### [WORK INSTRUCTIONS]
Give again, word for word, every line in the entries below from the line with "Where can the abstract" up to and including the line with "Where can the ceiling fan blade", and no other line.

Excerpts from a dataset:
------------------------------
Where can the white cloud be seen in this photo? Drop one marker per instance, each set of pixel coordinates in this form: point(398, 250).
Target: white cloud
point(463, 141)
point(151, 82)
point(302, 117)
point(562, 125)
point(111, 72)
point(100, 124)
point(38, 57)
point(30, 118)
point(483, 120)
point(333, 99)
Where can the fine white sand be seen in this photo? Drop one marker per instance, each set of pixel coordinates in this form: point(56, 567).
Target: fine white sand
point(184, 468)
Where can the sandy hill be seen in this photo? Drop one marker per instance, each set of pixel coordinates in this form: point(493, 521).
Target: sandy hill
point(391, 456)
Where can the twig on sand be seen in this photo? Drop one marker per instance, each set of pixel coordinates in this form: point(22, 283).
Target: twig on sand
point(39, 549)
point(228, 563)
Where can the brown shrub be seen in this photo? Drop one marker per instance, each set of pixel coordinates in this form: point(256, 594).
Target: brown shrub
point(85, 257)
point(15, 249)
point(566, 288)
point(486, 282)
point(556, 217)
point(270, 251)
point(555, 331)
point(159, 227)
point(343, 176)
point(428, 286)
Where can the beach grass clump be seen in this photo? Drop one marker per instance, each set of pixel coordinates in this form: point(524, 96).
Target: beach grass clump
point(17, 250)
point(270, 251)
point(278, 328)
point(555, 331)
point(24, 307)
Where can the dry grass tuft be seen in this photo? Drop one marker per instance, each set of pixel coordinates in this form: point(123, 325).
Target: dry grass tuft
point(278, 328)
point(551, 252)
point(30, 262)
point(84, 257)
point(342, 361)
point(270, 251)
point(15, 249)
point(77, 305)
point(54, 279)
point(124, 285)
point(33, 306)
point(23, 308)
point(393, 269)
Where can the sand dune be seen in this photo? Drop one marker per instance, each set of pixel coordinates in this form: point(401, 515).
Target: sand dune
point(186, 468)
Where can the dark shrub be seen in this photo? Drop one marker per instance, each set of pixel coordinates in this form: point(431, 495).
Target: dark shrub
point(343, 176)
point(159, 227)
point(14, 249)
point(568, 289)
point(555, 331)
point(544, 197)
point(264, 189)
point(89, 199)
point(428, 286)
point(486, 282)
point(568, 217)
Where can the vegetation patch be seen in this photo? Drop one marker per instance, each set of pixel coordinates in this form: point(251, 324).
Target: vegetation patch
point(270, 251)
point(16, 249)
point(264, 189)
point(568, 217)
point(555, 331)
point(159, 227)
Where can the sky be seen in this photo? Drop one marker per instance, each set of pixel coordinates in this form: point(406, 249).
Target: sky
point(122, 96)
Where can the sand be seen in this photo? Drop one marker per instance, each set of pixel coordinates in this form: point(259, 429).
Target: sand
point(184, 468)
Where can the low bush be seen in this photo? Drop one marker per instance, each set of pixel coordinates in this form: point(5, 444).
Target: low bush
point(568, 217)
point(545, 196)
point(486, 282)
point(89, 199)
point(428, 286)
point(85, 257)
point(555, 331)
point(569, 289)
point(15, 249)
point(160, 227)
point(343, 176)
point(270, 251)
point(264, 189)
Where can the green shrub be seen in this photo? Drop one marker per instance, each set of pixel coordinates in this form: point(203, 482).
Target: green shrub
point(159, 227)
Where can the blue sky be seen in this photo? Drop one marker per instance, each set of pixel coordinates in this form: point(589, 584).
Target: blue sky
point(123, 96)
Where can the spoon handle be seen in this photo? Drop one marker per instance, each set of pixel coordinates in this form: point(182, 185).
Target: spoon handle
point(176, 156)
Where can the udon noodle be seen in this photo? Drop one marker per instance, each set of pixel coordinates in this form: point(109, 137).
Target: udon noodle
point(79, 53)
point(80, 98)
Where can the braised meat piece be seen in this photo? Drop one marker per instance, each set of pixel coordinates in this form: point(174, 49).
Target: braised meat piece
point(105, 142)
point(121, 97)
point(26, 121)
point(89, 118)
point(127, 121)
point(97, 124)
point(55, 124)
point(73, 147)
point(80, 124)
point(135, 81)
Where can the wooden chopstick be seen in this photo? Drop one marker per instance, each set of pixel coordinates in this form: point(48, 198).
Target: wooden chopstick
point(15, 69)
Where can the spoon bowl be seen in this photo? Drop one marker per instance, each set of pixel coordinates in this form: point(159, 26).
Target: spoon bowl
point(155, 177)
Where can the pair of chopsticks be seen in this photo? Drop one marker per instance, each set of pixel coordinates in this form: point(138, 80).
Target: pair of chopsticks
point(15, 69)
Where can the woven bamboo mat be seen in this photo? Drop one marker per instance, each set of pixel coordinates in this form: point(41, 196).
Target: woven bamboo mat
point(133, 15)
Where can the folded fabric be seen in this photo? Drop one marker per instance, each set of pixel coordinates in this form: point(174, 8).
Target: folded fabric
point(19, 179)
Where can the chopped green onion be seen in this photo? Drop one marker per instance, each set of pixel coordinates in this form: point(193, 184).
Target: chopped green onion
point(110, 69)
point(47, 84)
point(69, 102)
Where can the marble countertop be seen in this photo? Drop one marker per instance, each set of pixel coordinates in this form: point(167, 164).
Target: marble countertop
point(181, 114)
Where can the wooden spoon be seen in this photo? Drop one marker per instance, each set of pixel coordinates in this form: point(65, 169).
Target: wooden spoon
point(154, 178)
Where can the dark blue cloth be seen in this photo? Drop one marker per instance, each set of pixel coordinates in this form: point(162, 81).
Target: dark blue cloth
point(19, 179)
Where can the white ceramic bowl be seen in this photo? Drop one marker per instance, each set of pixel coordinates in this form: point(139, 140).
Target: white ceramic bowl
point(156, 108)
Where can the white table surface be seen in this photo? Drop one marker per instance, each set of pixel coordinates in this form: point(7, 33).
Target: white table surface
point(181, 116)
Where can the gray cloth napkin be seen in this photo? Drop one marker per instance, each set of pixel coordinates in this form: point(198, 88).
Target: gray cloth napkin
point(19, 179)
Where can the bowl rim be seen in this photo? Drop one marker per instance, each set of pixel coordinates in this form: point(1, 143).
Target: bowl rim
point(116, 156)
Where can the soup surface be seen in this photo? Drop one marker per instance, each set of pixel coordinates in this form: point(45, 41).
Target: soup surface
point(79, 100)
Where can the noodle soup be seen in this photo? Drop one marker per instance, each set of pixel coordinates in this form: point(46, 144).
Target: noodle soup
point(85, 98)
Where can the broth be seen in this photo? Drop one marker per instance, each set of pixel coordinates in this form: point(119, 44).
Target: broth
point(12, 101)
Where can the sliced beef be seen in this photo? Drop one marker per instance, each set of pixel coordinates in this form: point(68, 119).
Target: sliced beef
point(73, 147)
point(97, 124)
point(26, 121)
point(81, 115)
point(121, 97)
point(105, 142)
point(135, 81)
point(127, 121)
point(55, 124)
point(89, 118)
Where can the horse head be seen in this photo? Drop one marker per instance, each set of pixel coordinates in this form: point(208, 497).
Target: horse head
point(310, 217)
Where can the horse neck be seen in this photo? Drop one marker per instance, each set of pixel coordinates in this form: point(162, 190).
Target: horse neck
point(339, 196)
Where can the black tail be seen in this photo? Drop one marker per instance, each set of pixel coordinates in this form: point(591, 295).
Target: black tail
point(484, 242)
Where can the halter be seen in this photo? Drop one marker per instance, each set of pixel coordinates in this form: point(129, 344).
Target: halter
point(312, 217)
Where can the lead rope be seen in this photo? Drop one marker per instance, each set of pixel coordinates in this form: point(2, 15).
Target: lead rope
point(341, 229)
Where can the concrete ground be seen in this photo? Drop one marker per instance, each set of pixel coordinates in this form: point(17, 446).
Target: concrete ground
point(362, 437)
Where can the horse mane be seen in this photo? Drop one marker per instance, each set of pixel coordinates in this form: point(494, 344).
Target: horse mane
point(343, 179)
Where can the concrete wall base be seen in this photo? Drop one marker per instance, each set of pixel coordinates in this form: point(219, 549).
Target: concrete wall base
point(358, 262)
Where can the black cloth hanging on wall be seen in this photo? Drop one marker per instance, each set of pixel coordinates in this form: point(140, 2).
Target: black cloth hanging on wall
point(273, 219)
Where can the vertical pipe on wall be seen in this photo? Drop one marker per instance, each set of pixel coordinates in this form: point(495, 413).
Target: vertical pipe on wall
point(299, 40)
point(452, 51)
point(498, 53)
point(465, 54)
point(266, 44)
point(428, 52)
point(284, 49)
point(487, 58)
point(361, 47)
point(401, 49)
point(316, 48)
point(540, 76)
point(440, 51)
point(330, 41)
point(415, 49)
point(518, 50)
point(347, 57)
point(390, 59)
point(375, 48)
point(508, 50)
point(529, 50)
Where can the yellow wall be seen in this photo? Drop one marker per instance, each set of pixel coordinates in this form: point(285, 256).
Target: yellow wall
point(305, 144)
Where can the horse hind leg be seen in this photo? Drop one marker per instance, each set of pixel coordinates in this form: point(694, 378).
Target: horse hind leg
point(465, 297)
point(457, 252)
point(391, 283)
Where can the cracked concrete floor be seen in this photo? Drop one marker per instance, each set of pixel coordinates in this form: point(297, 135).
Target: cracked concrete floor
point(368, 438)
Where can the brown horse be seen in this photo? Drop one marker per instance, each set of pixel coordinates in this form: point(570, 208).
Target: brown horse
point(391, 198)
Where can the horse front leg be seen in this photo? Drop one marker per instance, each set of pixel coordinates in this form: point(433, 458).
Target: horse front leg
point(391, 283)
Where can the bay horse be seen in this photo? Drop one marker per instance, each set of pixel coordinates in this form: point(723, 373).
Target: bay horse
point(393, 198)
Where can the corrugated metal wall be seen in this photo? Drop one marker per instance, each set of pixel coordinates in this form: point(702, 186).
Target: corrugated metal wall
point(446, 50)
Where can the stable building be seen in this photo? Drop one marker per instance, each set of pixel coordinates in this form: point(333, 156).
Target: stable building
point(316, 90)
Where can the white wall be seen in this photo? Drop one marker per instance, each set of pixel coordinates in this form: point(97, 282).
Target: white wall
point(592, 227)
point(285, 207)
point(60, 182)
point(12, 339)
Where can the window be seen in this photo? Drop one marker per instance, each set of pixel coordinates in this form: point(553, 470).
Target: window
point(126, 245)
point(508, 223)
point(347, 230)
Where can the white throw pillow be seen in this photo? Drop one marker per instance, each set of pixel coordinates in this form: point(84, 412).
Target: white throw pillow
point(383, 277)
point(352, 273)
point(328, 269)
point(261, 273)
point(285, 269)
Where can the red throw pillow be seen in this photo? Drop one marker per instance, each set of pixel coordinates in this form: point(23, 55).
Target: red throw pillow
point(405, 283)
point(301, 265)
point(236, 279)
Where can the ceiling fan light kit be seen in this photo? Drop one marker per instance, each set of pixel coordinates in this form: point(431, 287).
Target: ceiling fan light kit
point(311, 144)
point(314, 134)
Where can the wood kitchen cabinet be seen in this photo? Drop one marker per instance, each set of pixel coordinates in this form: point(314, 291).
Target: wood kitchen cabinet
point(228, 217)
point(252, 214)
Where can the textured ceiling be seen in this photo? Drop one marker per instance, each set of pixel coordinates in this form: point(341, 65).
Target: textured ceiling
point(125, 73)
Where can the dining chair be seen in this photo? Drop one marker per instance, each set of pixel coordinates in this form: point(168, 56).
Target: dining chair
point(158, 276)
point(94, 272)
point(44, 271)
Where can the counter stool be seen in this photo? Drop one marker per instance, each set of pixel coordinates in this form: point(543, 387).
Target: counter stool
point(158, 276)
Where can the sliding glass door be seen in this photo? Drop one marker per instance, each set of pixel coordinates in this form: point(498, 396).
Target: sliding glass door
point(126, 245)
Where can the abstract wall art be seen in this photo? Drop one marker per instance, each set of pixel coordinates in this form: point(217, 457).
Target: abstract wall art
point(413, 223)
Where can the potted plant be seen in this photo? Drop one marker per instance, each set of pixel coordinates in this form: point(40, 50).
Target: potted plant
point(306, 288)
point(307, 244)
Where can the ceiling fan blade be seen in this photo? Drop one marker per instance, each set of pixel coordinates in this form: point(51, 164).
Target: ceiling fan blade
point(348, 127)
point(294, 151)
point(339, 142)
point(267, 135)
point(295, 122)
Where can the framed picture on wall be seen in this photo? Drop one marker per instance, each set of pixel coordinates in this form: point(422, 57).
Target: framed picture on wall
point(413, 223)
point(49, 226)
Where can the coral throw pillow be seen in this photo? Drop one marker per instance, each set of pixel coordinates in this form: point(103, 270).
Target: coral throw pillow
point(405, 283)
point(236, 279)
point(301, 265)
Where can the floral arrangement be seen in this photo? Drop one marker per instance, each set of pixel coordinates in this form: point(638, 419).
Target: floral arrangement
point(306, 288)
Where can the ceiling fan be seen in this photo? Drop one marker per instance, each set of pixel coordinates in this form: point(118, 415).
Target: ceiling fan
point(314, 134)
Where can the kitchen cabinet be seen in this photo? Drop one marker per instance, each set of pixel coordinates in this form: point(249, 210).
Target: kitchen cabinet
------------------------------
### [SOLUTION FOR THIS TASK]
Where can the abstract wall art be seen in this photo? Drop one marker per instance, each set of pixel coordinates in this form: point(217, 457).
Target: abstract wall art
point(413, 223)
Where can the potted plant be seen in this photo? Drop one marker per instance, each set of pixel coordinates in this form: point(40, 50).
Target: potted plant
point(306, 288)
point(307, 244)
Where can the ceiling fan blade be seen in this photo? Drop one marker per instance, each set of pixel coordinates in this form: point(51, 164).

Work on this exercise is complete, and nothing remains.